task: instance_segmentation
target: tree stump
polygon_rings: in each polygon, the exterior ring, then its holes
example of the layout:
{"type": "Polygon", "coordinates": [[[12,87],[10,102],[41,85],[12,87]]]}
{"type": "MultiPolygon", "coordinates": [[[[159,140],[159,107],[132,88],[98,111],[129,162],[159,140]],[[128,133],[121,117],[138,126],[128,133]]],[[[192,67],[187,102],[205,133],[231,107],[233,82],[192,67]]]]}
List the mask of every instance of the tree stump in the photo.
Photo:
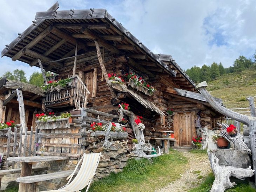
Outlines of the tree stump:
• • • • •
▸ **Written task**: Please lay out every line of the records above as a Markdown table with the columns Row and Line, skipping blank lines and leaving out the pictures.

▸ **Exercise response**:
| Row | Line |
|---|---|
| 1 | task: instance_segmentation |
| 2 | target: tree stump |
| 3 | polygon_rings: in each polygon, the exterior ring, then its holes |
| 4 | example of the layout: |
| 5 | {"type": "Polygon", "coordinates": [[[12,87],[10,102],[41,85],[12,87]]]} |
| 6 | {"type": "MultiPolygon", "coordinates": [[[[159,140],[159,107],[132,88],[98,111],[129,162],[159,140]],[[128,133],[121,117],[138,126],[128,133]]],[[[192,67],[187,102],[205,133],[231,107],[233,82],[192,67]]]]} |
| 7 | List the mask of every instance of the tree stump in the photo. |
| 8 | Photo: |
| 9 | Outlines of the tree stump: |